Give the data again in full, exactly as written below.

(Records from a collection)
----
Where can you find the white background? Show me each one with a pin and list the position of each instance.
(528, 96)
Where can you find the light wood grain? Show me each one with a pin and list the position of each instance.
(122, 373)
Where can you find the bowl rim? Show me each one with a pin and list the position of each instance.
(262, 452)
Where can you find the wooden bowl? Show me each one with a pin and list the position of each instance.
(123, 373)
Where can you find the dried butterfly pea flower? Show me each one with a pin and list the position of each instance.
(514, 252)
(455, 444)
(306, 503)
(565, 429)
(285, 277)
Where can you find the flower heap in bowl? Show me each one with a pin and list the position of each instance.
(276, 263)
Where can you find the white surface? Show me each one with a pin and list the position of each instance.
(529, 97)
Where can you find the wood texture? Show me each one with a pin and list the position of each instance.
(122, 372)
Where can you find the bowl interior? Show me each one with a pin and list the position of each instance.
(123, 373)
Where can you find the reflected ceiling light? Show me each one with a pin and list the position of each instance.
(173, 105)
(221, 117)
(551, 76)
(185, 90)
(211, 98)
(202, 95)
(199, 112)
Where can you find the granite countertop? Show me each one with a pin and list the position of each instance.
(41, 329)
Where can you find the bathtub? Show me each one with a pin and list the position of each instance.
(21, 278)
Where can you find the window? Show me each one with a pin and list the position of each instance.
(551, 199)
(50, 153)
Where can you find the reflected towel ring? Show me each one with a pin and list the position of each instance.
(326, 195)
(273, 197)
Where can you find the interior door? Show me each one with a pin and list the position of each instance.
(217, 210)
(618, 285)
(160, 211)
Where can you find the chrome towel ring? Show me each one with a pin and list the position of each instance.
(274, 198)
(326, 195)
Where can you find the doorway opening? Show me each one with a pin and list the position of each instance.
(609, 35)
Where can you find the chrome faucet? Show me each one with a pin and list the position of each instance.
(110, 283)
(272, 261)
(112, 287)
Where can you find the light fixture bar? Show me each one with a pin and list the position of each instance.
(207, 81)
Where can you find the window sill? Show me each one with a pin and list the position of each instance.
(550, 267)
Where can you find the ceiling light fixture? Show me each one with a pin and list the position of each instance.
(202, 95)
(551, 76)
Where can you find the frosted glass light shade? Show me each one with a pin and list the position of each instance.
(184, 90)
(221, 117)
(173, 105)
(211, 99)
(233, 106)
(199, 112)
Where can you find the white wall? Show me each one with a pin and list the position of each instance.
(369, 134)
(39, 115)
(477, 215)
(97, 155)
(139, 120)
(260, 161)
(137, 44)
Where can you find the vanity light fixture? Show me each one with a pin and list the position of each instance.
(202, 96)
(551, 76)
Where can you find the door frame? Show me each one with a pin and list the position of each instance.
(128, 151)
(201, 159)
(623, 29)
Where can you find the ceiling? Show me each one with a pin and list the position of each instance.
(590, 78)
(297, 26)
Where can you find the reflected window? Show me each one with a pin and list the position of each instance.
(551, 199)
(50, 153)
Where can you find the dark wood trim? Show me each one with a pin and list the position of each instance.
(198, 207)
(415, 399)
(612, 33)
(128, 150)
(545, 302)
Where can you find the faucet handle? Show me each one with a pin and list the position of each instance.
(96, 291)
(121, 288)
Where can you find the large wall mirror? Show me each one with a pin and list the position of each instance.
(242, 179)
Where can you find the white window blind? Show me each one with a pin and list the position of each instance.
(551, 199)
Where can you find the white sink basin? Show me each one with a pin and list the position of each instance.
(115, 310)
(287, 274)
----
## ANSWER BOX
Where can you find the white background? Show me each one with a pin and list the position of each instance.
(528, 96)
Where can you find the light wood grain? Show me each one with a pin and list the position of each instance.
(122, 373)
Where can you find the bowl rim? Show me each one with a pin and list the position of each instance.
(262, 452)
Where can you find the wooden bowl? Show me each one with a pin and list the position of each instance.
(123, 373)
Where can you find the dried butterfly pea flower? Show me each one with a pin and list the position of each instance.
(514, 252)
(455, 444)
(306, 503)
(565, 429)
(285, 277)
Where can you find the flower heap in bowl? Show me each one with a pin and list the position of each instance.
(276, 263)
Where can you find the white surface? Show me each one with a pin and list the position of each instance.
(529, 97)
Where can you find the wood texture? Show me each one with a pin and list the position of each instance.
(122, 372)
Where can you find the bowl interior? Show me each one with a pin and list the position of each instance.
(123, 373)
Where can you find the reflected ceiling light? Show me each one with a pin and list the position of each instance.
(173, 105)
(221, 117)
(551, 76)
(185, 90)
(211, 98)
(202, 95)
(199, 112)
Where can you find the granite countertop? Show me each one with a pin and list the position of each instance.
(41, 329)
Where can you find the bathtub? Show me each one with a pin and list the position of each instance.
(21, 278)
Where can you find the window? Show me each one with a pin and list the position of each instance.
(551, 199)
(50, 153)
Where can you find the reflected towel ring? Show me each one with a pin and list the position of each instance.
(326, 195)
(273, 197)
Where can you find the interior door? Show me each one with a pin and list the position of each instance.
(217, 210)
(618, 285)
(160, 211)
Where can you find the chrome towel ring? Show me each one with a pin and list the position of each instance.
(274, 198)
(326, 195)
Where can you find the doorway opening? Show me each one with a pin and list the position of each instance.
(609, 35)
Where can you find the chrome faucet? Show me each one with a pin and list the position of each instance.
(110, 283)
(272, 261)
(112, 287)
Where can you find the light fixture bar? Show me each one with a pin and list the position of each instance.
(207, 81)
Where can you find the window sill? Show me each one with a pin and list the position of each instance.
(550, 267)
Where can you find the ceiling light fixture? Show me each one with a pin and list the position of each instance.
(202, 95)
(551, 76)
Where can you find the frosted glass light shade? Show me each one with a pin and list the position of each instance.
(184, 90)
(221, 117)
(173, 105)
(211, 99)
(233, 106)
(199, 112)
Where can you find the white wall? Show me each one with a pin and list the position of each instance.
(369, 134)
(39, 115)
(477, 215)
(97, 155)
(139, 120)
(260, 161)
(137, 44)
Where can you find the vanity light fixture? Show me each one with a pin and list the position of each instance.
(202, 96)
(551, 76)
Where can you find the door frame? Show me each one with a pin and list the position of each instance.
(128, 151)
(201, 159)
(623, 29)
Where can you find the ceiling? Show me each one with a pin and list the position of each instance.
(590, 78)
(297, 26)
Where can you find the reflected window? Show me each one with a pin and list the position of each instance.
(551, 199)
(50, 153)
Where can you find the dark wood trim? Show me each one with a pin and list the position of each instance.
(198, 207)
(415, 399)
(612, 33)
(128, 150)
(545, 302)
Where can you find the faucet handle? Show me each one with a pin and list the position of each instance.
(96, 291)
(121, 288)
Where can you find the large wall mirror? Show me each one with a pin and list the position of each instance.
(242, 179)
Where can you find the white window blind? Show me each one with a pin and list the position of each instance.
(551, 199)
Where can you find the white sink basin? Show me each one with a pin and list the position of each instance.
(115, 310)
(287, 274)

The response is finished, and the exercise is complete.